## Requirement
Put every line of the material below into a numbered list, leaving out any blank lines.

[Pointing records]
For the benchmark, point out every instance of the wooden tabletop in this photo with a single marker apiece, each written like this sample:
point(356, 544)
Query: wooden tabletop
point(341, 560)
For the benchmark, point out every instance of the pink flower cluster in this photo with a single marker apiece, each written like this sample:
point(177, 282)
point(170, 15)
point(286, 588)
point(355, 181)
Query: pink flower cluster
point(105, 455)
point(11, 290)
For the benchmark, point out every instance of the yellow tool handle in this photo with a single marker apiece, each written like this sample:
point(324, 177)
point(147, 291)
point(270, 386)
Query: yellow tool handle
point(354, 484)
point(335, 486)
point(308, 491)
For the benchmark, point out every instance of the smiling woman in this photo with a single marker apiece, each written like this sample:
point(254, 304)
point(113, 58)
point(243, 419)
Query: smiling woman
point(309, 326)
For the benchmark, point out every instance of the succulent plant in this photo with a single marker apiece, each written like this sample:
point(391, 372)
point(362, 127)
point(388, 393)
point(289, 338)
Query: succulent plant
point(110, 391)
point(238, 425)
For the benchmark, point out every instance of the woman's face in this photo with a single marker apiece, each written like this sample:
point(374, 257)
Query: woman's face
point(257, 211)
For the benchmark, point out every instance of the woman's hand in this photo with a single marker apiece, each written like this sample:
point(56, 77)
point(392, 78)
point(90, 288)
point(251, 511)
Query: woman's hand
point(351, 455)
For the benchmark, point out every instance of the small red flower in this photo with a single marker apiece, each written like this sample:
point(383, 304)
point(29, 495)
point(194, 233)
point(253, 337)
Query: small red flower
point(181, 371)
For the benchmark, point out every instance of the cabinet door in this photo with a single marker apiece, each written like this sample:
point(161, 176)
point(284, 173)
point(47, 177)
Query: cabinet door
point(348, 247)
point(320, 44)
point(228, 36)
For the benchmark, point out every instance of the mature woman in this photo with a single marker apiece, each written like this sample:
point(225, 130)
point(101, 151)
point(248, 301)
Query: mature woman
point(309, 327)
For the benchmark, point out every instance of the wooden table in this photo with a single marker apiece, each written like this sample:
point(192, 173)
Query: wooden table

## Task response
1. For the benchmark, point out every instance of the wooden tabletop in this photo with a single marker apiece, each written like this sample:
2. point(356, 544)
3. Query: wooden tabletop
4. point(341, 560)
5. For the benchmark, point out every instance of the pink flower cluster in this photo with a single marker apiece, each written like this sample:
6. point(177, 282)
7. point(170, 15)
8. point(286, 588)
9. point(355, 181)
10. Query: pink flower cluster
11. point(105, 455)
12. point(11, 290)
13. For the benchmark, point out every instance of the yellow tool handle in this photo with a single marker apiece, each written like this sample:
14. point(324, 177)
15. point(147, 291)
16. point(270, 386)
17. Query: yellow tool handle
18. point(354, 484)
19. point(335, 486)
20. point(308, 491)
21. For the benchmark, point out every instance of the smiling woman in this photo with a single marker apiece, each written like this sample:
22. point(254, 304)
23. point(113, 58)
24. point(243, 419)
25. Query: smiling woman
26. point(309, 326)
27. For the benchmark, point out every instance of the succulent plant in this photo with a single marker apiece, each written like this sample:
28. point(391, 372)
29. point(362, 127)
30. point(388, 393)
31. point(289, 338)
32. Query: succulent plant
33. point(110, 391)
34. point(238, 425)
35. For the benchmark, point out every instance of the woman's face in this photo with a single marker apiece, each written like this sample:
36. point(374, 257)
37. Query: woman's face
38. point(257, 211)
39. For the benchmark, point out every instance of the woman's hand in this photo with a single marker apiece, each written like this sample:
40. point(56, 77)
41. point(392, 78)
42. point(90, 288)
43. point(251, 511)
44. Query: woman's hand
45. point(351, 455)
46. For the benchmark, point out every instance of the small red flower in this photo with a single marker apiece, each written like this sample:
47. point(383, 304)
48. point(29, 495)
49. point(194, 233)
50. point(253, 337)
51. Query: small red flower
52. point(181, 371)
53. For the benchmark, point out every instance of the cabinet door in this photo with a single marker apiece, each written like this sample:
54. point(161, 176)
55. point(284, 173)
56. point(47, 177)
57. Query: cabinet door
58. point(348, 247)
59. point(320, 44)
60. point(228, 36)
61. For the benchmark, point out every instance of the mature woman in this photo with a single marker apiece, each written like this sample:
62. point(225, 130)
63. point(101, 151)
64. point(248, 301)
65. Query: mature woman
66. point(309, 327)
67. For the benchmark, point out every instance of the wooden table in this photo with a single marker apiece, each written like this sample:
68. point(192, 173)
69. Query: wooden table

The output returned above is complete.